• Trecho da página:
----------
Talvez o grande ganho com a entrada em vigor do Código Civil tenha sido banir expressões e conceitos que causavam grande mal-estar e não mais podiam conviver com a nova estrutura jurídica e a moderna conformação da sociedade. Foram sepultados todos aqueles dispositivos que já eram letra morta, e que retratavam ranços preconceituosos e discriminatórios, como as referências desigualitárias entre o homem e a mulher, as adjetivações da filiação, o regime dotal, etc.

 

Mas esse não foi o único mérito do codificador. Alguns avanços foram significativos, e os exemplos são vários. Corrigiu alguns equívocos e incorporou orientações pacificadas pela jurisprudência como, por exemplo, não excluir compulsoriamente o sobrenome do marido do nome da mulher. Baniu, em boa hora, a única hipótese de pena de morte fora das exceções constitucionais, pois assegurou o direito a alimentos mesmo ao cônjuge culpado pela separação.

 

No entanto, perdeu a nova consolidação uma bela oportunidade de promover alguns avanços. Não trouxe a guarda compartilhada, não consagrou a posse de estado de filho, a filiação socioafetiva, nem mesmo normatizou as relações de pessoas do mesmo sexo, agora nominadas de uniões homoafetivas.[5]

 

O legislador infelizmente também cometeu inconstitucionalidades. A mantença da culpa na separação é um dos grandes exemplos da falta de sensibilidade do novo legislador. Impor a um dos cônjuges que desnude a conduta do outro, trazendo a juízo provas dos fatos que tornaram insuportável a vida em comum, fere o direito à intimidade e à privacidade, além de afrontar a dignidade do par do qual quer se desvencilhar. Também ao tratar desigualmente as entidades familiares decorrentes do casamento e da união estável, gerou diferenciação que não tem respaldo constitucional. O elenco constante do art. 226 da Constituição Federal não estabelece qualquer hierarquia entre as entidades às quais o Estado empresta especial proteção. O que o constituinte não distinguiu, não pode diferenciar a lei ordinária.[6]

 

 

 

5. A discriminação do idoso

 

A Lei Maior, que se quer cidadã, democrática e igualitária, de modo expresso veda discriminação em razão da idade, bem como assegura especial proteção ao idoso. Em face do direito à igualdade e à liberdade ninguém pode ser discriminado em função do seu sexo ou da sua idade, como se fossem causas naturais de incapacidade civil.[7] O Estatuto do Idoso[8] igualmente assegura todos os direitos e garantias a quem tem mais de 60 anos.
----------
• Dados fornecidos:
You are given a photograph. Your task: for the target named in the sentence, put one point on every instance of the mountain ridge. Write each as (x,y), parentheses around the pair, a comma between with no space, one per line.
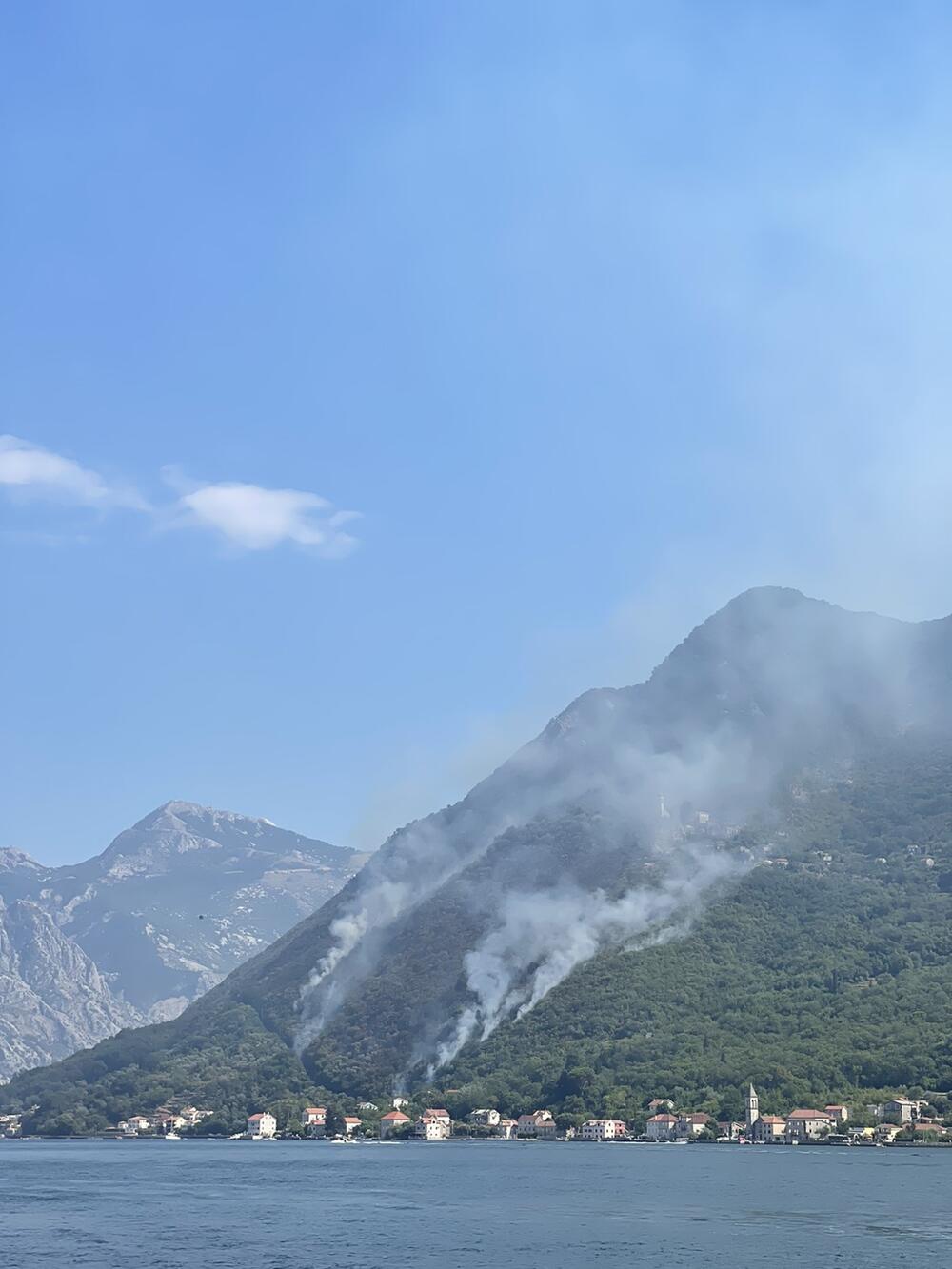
----------
• Tarefas obrigatórias:
1. Liste tudo o que, conforme o trecho sobre o Código Civil, a nova consolidação não trouxe, não consagrou ou não normatizou.
2. Transcreva o segmento do trecho sobre o Código Civil que vai de "5. A discriminação" até "de 60 anos.".
As linhas não têm relação alguma com o trecho.

• Respostas completas:
1.
- A guarda compartilhada
- A posse de estado de filho
- A filiação socioafetiva
- As relações de pessoas do mesmo sexo, agora nominadas de uniões homoafetivas

2.
5. A discriminação do idoso

 

A Lei Maior, que se quer cidadã, democrática e igualitária, de modo expresso veda discriminação em razão da idade, bem como assegura especial proteção ao idoso. Em face do direito à igualdade e à liberdade ninguém pode ser discriminado em função do seu sexo ou da sua idade, como se fossem causas naturais de incapacidade civil.[7] O Estatuto do Idoso[8] igualmente assegura todos os direitos e garantias a quem tem mais de 60 anos.